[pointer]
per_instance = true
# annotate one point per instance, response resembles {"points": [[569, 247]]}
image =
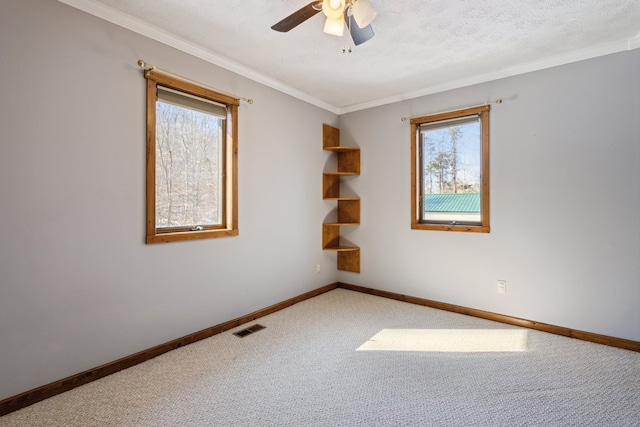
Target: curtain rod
{"points": [[150, 67], [497, 101]]}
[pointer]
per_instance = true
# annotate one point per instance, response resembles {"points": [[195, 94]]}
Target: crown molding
{"points": [[123, 20], [116, 17], [553, 61]]}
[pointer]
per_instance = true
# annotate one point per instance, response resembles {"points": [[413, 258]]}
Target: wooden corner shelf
{"points": [[348, 164]]}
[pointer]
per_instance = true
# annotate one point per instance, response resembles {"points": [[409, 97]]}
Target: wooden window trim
{"points": [[483, 113], [230, 191]]}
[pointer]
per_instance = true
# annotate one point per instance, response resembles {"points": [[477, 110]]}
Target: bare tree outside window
{"points": [[188, 151], [192, 161], [450, 173]]}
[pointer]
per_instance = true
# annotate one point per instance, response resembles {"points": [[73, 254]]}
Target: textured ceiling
{"points": [[420, 46]]}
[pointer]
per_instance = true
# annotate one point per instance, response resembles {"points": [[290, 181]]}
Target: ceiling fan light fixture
{"points": [[363, 12], [334, 26], [333, 9]]}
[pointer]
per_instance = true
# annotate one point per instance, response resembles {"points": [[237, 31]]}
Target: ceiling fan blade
{"points": [[298, 17], [359, 35]]}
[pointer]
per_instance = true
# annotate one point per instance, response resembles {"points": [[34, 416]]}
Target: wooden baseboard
{"points": [[30, 397], [558, 330]]}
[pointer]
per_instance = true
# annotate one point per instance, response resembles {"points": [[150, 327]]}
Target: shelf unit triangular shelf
{"points": [[348, 164]]}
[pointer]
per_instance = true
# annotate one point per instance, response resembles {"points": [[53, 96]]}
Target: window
{"points": [[450, 171], [191, 161]]}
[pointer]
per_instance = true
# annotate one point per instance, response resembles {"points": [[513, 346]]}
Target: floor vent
{"points": [[248, 331]]}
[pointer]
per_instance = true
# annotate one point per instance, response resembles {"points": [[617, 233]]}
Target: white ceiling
{"points": [[420, 47]]}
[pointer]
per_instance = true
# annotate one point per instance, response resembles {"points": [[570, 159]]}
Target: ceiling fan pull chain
{"points": [[346, 36]]}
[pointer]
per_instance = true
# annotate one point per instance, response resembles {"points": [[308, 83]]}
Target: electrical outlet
{"points": [[502, 287]]}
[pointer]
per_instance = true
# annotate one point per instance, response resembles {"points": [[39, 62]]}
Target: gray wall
{"points": [[565, 171], [78, 287]]}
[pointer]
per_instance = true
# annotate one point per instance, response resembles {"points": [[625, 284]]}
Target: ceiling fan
{"points": [[356, 14]]}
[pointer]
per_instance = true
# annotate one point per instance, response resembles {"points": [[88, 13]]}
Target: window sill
{"points": [[191, 235], [449, 227]]}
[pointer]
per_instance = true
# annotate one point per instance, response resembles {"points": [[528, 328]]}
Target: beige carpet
{"points": [[447, 340], [304, 370]]}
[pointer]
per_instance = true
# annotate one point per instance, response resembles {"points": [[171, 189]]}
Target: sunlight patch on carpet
{"points": [[447, 340]]}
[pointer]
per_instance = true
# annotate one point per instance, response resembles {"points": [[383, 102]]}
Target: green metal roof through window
{"points": [[465, 202]]}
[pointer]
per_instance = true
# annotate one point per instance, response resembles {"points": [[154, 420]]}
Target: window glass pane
{"points": [[451, 163], [189, 167]]}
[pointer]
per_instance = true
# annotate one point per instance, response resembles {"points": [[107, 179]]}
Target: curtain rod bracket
{"points": [[149, 67], [497, 101]]}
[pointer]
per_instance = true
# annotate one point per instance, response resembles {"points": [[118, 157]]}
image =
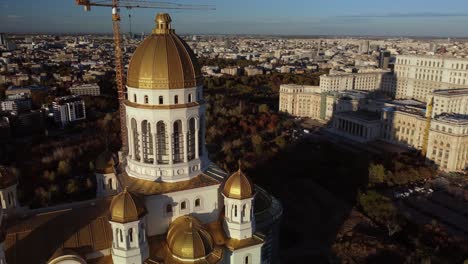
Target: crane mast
{"points": [[119, 78], [427, 127]]}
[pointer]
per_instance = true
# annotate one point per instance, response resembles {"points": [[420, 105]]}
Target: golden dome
{"points": [[163, 60], [187, 239], [238, 186], [105, 162], [127, 207]]}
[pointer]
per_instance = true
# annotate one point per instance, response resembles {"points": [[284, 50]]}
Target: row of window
{"points": [[184, 206], [161, 99]]}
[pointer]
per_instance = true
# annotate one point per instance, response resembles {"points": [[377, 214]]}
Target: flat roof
{"points": [[361, 115], [451, 92]]}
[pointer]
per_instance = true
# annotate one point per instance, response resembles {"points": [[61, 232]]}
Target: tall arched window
{"points": [[201, 136], [130, 234], [136, 142], [163, 157], [177, 142], [169, 208], [191, 139], [147, 141]]}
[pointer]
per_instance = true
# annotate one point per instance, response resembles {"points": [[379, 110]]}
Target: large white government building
{"points": [[165, 202], [354, 114]]}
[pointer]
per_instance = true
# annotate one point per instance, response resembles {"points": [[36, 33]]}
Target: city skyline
{"points": [[365, 18]]}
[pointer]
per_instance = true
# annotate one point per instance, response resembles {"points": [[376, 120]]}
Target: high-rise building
{"points": [[69, 109]]}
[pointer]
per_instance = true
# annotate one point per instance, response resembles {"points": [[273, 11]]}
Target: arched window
{"points": [[201, 136], [130, 234], [169, 208], [191, 139], [147, 141], [136, 142], [162, 143], [177, 141]]}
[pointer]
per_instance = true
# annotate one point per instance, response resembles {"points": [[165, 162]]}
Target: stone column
{"points": [[197, 154], [155, 145], [185, 141], [171, 139], [141, 143]]}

=====

■ Your objective
Could you gather every line of the data above that contains the word "carpet"?

■ Solution to this exercise
Target: beige carpet
Target: sunlight patch on carpet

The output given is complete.